▶ _EXERCISE INSTRUCTIONS_
(1) In the landfill article, what is Donald L. Gill's occupation?
(2) In the landfill article, what reason did County Executive Charles I. Ecker give for not yet releasing the monitoring well results to residents?

▶ _TEXT PASSAGE_
BEGIN

A landfill activist has charged that Howard County officials ar misleading residents about the seriousness of pollution at the Alpha Ridge Landfill in Marriottsville.
"They're just absolutely jerking people around," said Donald L. Gill, a University of Maryland Medical School biochemistry professor who lives near the landfill. "What they're trying to do, I guess, is look after their jobs."
In a letter dated Wednesday to County Executive Charles I. Ecker, Dr. Gill charged that county tests in monitoring wells around the landfill since September prove "the situation has significantly deteriorated"
Despite what he called confirmation of fears that drinking water might soon be contaminated, Dr. Gill said, the county's new landfill newsletter has not informed residents.
He criticized the newsletter for citing the possibility that "landfill contaminants" could be responsible for acetone -- a chemical that can cause bronchial irritation and may depress the central ,, nervous system -- showing up in samples from shallow monitoring wells north and southeast of the landfill.
County Executive Charles I. Ecker defended the Public Works Department's handling of the landfill situation.
"We are aware of the results. We are going to send them out in the next newsletter," he said Friday. "We thought there was nothing that warranted getting them out right away."
He also noted that tests of residential well water, which have turned up no contaminants, were being stepped up.

END

Stored dataset items
BEGIN

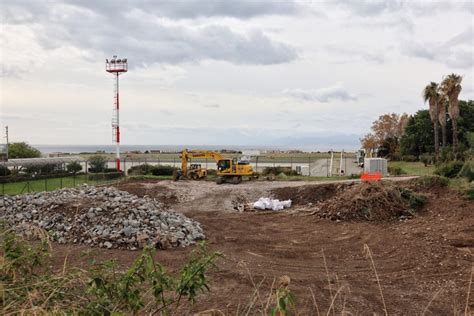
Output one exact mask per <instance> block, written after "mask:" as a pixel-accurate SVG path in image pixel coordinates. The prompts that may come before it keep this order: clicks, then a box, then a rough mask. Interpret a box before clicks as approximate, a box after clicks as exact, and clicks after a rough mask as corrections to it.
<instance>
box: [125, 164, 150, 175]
mask: <svg viewBox="0 0 474 316" xmlns="http://www.w3.org/2000/svg"><path fill="white" fill-rule="evenodd" d="M152 170H153V166H152V165H149V164H143V165H138V166H133V167H131V168H130V169H128V174H129V175H135V176H144V175H147V174H151V171H152Z"/></svg>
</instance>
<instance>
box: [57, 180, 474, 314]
mask: <svg viewBox="0 0 474 316" xmlns="http://www.w3.org/2000/svg"><path fill="white" fill-rule="evenodd" d="M302 185H309V183H304V182H272V183H269V182H254V183H245V184H241V185H238V186H234V185H221V186H217V185H215V184H214V183H211V182H192V181H185V182H170V181H161V182H143V183H125V184H121V185H119V187H120V189H122V190H126V191H130V192H132V193H135V194H138V195H144V194H147V195H151V196H154V197H156V198H157V199H160V200H162V201H164V202H165V203H167V204H168V205H169V206H170V207H172V208H174V209H175V210H177V211H180V212H183V213H185V214H186V215H187V216H189V217H192V218H194V219H196V220H198V221H199V222H201V224H202V225H203V228H204V230H205V233H206V236H207V238H208V244H209V246H210V247H211V248H212V249H216V250H219V251H221V252H223V253H224V254H225V258H224V259H222V260H220V262H219V264H218V266H219V270H218V271H214V272H212V273H211V274H210V277H211V279H212V282H211V284H212V286H211V293H210V294H208V295H203V296H202V298H201V300H200V301H199V302H198V303H197V304H196V305H195V306H194V307H193V308H192V311H193V312H195V311H202V310H206V309H210V308H216V309H220V310H222V311H224V312H226V313H228V314H231V315H234V314H235V313H236V311H237V310H238V311H240V312H241V313H242V312H244V311H246V308H247V306H248V305H249V303H250V302H252V300H253V297H254V294H255V287H258V291H257V293H258V295H257V296H255V301H254V306H264V305H265V304H266V299H267V297H268V293H269V292H270V289H271V287H272V283H273V282H274V280H275V279H277V278H279V277H281V276H284V275H286V276H289V277H290V279H291V283H290V288H291V290H292V291H294V293H295V294H296V300H297V314H299V315H316V314H318V312H317V311H318V310H319V313H320V314H326V313H327V311H328V308H329V306H330V303H331V297H332V296H334V295H335V293H336V292H338V294H337V296H336V298H335V299H334V306H335V311H336V314H341V312H342V311H347V312H350V313H351V314H354V315H357V314H359V315H368V314H370V315H372V314H377V315H382V314H384V307H383V303H382V297H381V294H380V290H379V287H378V283H377V281H376V278H375V274H374V271H373V268H372V264H371V261H370V259H369V258H367V256H365V255H364V251H363V250H364V245H367V246H368V247H370V250H371V252H372V254H373V261H374V264H375V268H376V270H377V273H378V276H379V278H380V286H381V290H382V293H383V297H384V299H385V303H386V305H387V310H388V313H389V314H390V315H421V314H423V311H424V309H425V308H426V307H427V306H428V305H429V307H428V310H427V311H426V313H425V315H448V314H450V315H451V314H453V313H464V309H465V307H466V294H467V289H468V283H469V278H470V273H471V268H472V264H473V256H472V255H473V253H472V252H473V250H474V216H473V212H474V204H473V202H472V201H467V200H465V199H463V198H461V197H460V196H458V195H457V194H456V193H453V192H452V191H450V190H448V189H443V190H439V191H436V192H432V193H431V194H430V199H429V202H428V205H427V206H426V207H425V209H424V211H423V213H422V214H420V215H419V216H416V217H415V218H413V219H411V220H407V221H393V222H379V223H375V222H360V221H359V222H336V221H330V220H327V219H321V218H318V217H316V216H309V215H307V214H308V213H307V212H306V213H305V212H296V211H295V209H294V210H293V212H286V213H252V212H243V213H241V212H237V211H235V206H236V205H238V204H239V203H245V202H248V201H254V200H256V199H258V198H259V197H261V196H268V195H269V194H270V192H271V190H272V189H273V188H277V187H280V188H281V187H294V186H302ZM310 185H324V184H321V183H318V184H316V183H314V182H311V183H310ZM295 208H296V209H297V208H298V206H296V207H295ZM83 249H85V247H82V246H60V245H57V246H55V252H56V254H57V256H56V260H57V264H58V265H61V264H62V258H63V257H64V255H65V254H66V253H69V259H68V260H69V262H71V264H80V263H81V264H82V262H83V260H84V259H81V258H80V257H79V253H80V252H81V251H82V250H83ZM191 250H192V247H188V248H186V249H175V250H165V251H158V253H157V256H158V259H159V260H160V261H161V262H162V263H163V264H164V265H166V266H168V267H170V268H171V269H173V268H176V267H178V266H179V264H180V263H182V262H184V260H185V258H186V256H187V255H188V254H189V253H190V251H191ZM138 255H139V252H130V251H123V250H98V251H97V256H98V258H99V259H100V258H102V259H105V258H107V259H110V258H112V257H116V258H117V259H118V260H119V261H120V262H121V263H124V264H127V263H130V262H131V261H132V260H133V259H134V258H136V257H137V256H138ZM325 262H326V264H325ZM312 293H313V294H314V297H313V294H312ZM472 296H474V295H472V294H471V299H470V301H469V303H468V304H469V306H470V309H471V310H474V306H473V304H474V299H473V298H472ZM430 301H431V302H430ZM250 314H252V313H250ZM331 314H332V313H331Z"/></svg>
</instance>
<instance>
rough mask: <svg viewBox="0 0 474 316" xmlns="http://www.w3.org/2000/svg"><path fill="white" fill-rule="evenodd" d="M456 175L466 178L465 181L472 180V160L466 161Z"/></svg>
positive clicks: (472, 172)
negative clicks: (465, 180) (470, 160)
mask: <svg viewBox="0 0 474 316" xmlns="http://www.w3.org/2000/svg"><path fill="white" fill-rule="evenodd" d="M458 176H460V177H463V178H466V179H467V181H469V182H472V181H474V161H466V162H465V163H464V165H463V166H462V168H461V170H460V171H459V174H458Z"/></svg>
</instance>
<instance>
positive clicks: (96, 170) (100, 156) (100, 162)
mask: <svg viewBox="0 0 474 316" xmlns="http://www.w3.org/2000/svg"><path fill="white" fill-rule="evenodd" d="M106 164H107V158H105V157H104V156H101V155H95V156H92V157H90V158H89V171H90V172H104V170H105V166H106Z"/></svg>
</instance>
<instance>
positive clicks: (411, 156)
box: [402, 155, 418, 162]
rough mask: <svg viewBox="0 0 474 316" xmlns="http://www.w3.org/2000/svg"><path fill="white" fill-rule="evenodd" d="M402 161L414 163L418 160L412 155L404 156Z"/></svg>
mask: <svg viewBox="0 0 474 316" xmlns="http://www.w3.org/2000/svg"><path fill="white" fill-rule="evenodd" d="M402 160H403V161H408V162H415V161H418V158H417V157H416V156H413V155H405V156H403V157H402Z"/></svg>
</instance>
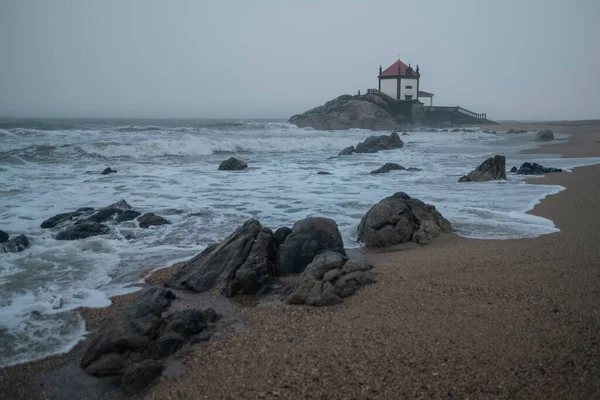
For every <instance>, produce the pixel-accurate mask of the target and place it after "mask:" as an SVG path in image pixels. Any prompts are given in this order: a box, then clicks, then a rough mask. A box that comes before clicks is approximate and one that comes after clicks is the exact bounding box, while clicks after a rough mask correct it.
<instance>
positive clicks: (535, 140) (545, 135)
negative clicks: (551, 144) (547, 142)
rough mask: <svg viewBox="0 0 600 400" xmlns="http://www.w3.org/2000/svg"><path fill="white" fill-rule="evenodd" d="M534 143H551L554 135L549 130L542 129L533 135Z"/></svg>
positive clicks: (553, 139)
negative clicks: (551, 141) (535, 141)
mask: <svg viewBox="0 0 600 400" xmlns="http://www.w3.org/2000/svg"><path fill="white" fill-rule="evenodd" d="M534 140H535V141H536V142H551V141H552V140H554V133H552V131H551V130H550V129H543V130H541V131H539V132H538V133H536V134H535V138H534Z"/></svg>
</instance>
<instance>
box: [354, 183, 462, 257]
mask: <svg viewBox="0 0 600 400" xmlns="http://www.w3.org/2000/svg"><path fill="white" fill-rule="evenodd" d="M451 231H452V227H451V225H450V222H448V220H447V219H445V218H444V217H442V215H441V214H440V213H439V212H438V211H437V210H436V209H435V207H434V206H432V205H430V204H425V203H423V202H422V201H421V200H418V199H414V198H411V197H410V196H409V195H407V194H406V193H403V192H398V193H395V194H393V195H392V196H390V197H387V198H385V199H383V200H381V201H380V202H379V203H377V204H375V205H374V206H373V207H371V209H370V210H369V211H368V212H367V213H366V214H365V215H364V216H363V218H362V219H361V221H360V224H359V225H358V241H359V242H362V243H364V244H365V245H366V246H367V247H387V246H394V245H397V244H401V243H406V242H414V243H420V244H427V243H430V242H431V240H432V239H433V238H435V237H437V236H439V235H440V234H441V233H442V232H451Z"/></svg>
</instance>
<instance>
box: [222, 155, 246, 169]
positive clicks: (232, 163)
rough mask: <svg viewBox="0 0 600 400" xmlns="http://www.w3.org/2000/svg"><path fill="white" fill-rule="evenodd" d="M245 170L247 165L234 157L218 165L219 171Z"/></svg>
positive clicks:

END

▶ _ANSWER SECTION_
(1) He is a biochemistry professor at the University of Maryland Medical School.

(2) Ecker said the county was aware of the results but thought nothing in them warranted getting them out right away. The results would be sent out in the next newsletter instead.